Exercise passage: Begin
Browser clients self-register via Dynamic Client Registration (RFC 7591) — no manual client-id provisioning. Authentication uses PKCE + RS256 JWTs signed by the AS's own keypair (auto-generated on first boot, stored in the Fly volume at /data/oauth_keys/).
Troubleshooting
If mnemon doctor fails, check the specific failing line:
- Health endpoint unreachable — app may be booting (cold start takes 15–25s for FastEmbed); retry after a moment. If persistent, check
fly logs -a <your-app>andfly status. - Auth + MCP tool call returns 401 —
MNEMON_LOCAL_TOKENon your machine doesn't match the Fly secret. Re-copy from your password manager into~/.mnemon/local_token. - Round-trip fails —
MNEMON_ALLOWED_HOSTSinfly.tomldoesn't include the hostname you're connecting through. It should match the host portion ofMNEMON_PUBLIC_URL.
S3 Vault Sync
Sync your vault across machines via S3:
# Push local vault to S3
MNEMON_S3_BUCKET=my-bucket mnemon sync push
# Pull vault from S3
MNEMON_S3_BUCKET=my-bucket mnemon sync pull
| Env var | Default | Description |
|---|---|---|
MNEMON_S3_BUCKET |
(required) | S3 bucket name |
MNEMON_S3_PREFIX |
mnemon/vaults |
S3 key prefix |
MNEMON_VAULT_NAME |
default |
Vault name |
Requires the AWS CLI (aws) on your PATH with valid credentials.
Architecture
Remote (production): All clients hit a single Fly-hosted vault via Streamable HTTP. Claude Code hooks use a static bearer token (MNEMON_LOCAL_TOKEN). Browser clients (claude.ai, Claude Desktop) use OAuth.
Local (development): SQLite vault at ~/.mnemon/default.sqlite with a companion vector store. Useful for testing and offline work.
~/.mnemon/
remote_url Remote server URL (written by mnemon setup --remote-url)
Exercise passage: End
- Tasks to perform:
• 1. Translate this sentence from the Mnemon setup notes into Spanish: "Browser clients (claude.ai, Claude Desktop) use OAuth."
• 2. Answer these questions from the Mnemon setup notes:
(a) Where is the AS's keypair stored?
(b) How long does a cold start take?
(c) Where is the local development vault kept?
• 3. Please continue the Mnemon setup notes from the point where they stop.
Extracted information: Begin
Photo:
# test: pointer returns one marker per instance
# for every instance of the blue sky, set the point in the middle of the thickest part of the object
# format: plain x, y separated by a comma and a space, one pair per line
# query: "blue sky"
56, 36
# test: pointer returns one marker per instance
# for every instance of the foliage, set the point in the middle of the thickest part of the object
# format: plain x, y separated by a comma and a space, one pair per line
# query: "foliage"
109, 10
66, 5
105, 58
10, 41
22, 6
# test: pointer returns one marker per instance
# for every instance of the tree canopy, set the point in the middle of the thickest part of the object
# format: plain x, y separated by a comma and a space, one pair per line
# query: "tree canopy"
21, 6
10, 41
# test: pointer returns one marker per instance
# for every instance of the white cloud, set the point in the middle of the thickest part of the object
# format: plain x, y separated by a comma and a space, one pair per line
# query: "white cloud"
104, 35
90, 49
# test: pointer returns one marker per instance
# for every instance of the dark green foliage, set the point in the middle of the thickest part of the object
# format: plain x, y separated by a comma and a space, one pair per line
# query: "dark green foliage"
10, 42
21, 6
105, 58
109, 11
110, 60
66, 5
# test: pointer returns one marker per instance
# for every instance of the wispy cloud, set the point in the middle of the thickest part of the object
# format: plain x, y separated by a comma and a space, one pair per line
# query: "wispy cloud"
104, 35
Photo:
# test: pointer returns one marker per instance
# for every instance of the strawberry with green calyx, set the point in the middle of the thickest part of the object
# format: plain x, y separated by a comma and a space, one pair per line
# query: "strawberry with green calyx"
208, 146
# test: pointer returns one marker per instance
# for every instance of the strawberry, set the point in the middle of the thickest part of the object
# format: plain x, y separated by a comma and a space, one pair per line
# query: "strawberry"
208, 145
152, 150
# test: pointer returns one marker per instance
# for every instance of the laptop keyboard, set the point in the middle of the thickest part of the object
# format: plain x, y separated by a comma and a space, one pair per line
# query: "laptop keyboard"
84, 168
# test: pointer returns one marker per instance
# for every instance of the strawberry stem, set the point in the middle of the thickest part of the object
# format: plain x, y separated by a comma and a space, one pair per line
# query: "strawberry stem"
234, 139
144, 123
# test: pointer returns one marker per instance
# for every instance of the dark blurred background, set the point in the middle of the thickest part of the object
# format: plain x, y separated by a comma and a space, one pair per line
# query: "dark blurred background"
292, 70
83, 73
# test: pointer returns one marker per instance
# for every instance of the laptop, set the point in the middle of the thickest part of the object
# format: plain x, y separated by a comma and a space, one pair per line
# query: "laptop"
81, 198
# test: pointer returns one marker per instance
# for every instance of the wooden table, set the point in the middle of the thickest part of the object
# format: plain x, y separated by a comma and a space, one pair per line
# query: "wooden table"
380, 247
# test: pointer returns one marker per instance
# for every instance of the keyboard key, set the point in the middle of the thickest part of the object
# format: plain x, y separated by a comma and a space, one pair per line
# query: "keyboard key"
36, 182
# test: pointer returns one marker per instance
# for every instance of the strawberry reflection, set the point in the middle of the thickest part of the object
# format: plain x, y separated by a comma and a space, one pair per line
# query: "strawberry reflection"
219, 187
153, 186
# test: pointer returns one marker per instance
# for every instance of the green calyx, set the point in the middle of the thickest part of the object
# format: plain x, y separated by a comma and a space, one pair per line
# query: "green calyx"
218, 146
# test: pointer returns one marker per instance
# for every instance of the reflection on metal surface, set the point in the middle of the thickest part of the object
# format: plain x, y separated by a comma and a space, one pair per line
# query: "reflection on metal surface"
Extracted information: End
- Responses to the tasks:
• 1. Los clientes de navegador (claude.ai, Claude Desktop) usan OAuth.

• 2.
(a) In the Fly volume at /data/oauth_keys/.
(b) 15–25s.
(c) At ~/.mnemon/default.sqlite.

• 3.
local_token Bearer token for remote auth (chmod 600)
default.sqlite Local SQLite vault (FTS5 + WAL mode, development only)
default.vec.npz Companion vector store (numpy, brute-force cosine)
models/ Local LLM weights (session extraction, query expansion)
- Storage: SQLite with FTS5 full-text search, content-addressable deduplication (SHA-256)
- Search: Hybrid BM25 + vector (384d, bge-small-en-v1.5 via FastEmbed) fused with Reciprocal Rank Fusion
- Scoring: Composite score = 0.5 * relevance + 0.25 * recency + 0.25 * confidence
- Diversity: MMR filtering (Jaccard bigram similarity > 0.6 demoted by 50%)
- Intelligence (optional): Local 1.7B LLM (QMD-query-expansion) for query expansion, contradiction detection, session extraction — zero API cost
- Transport: MCP stdio (local) and Streamable HTTP (remote)
Design decisions
A small set of architectural choices shape the rest of the system. Documented here so self-host users know what they're signing up for and reviewers can evaluate the trade-offs.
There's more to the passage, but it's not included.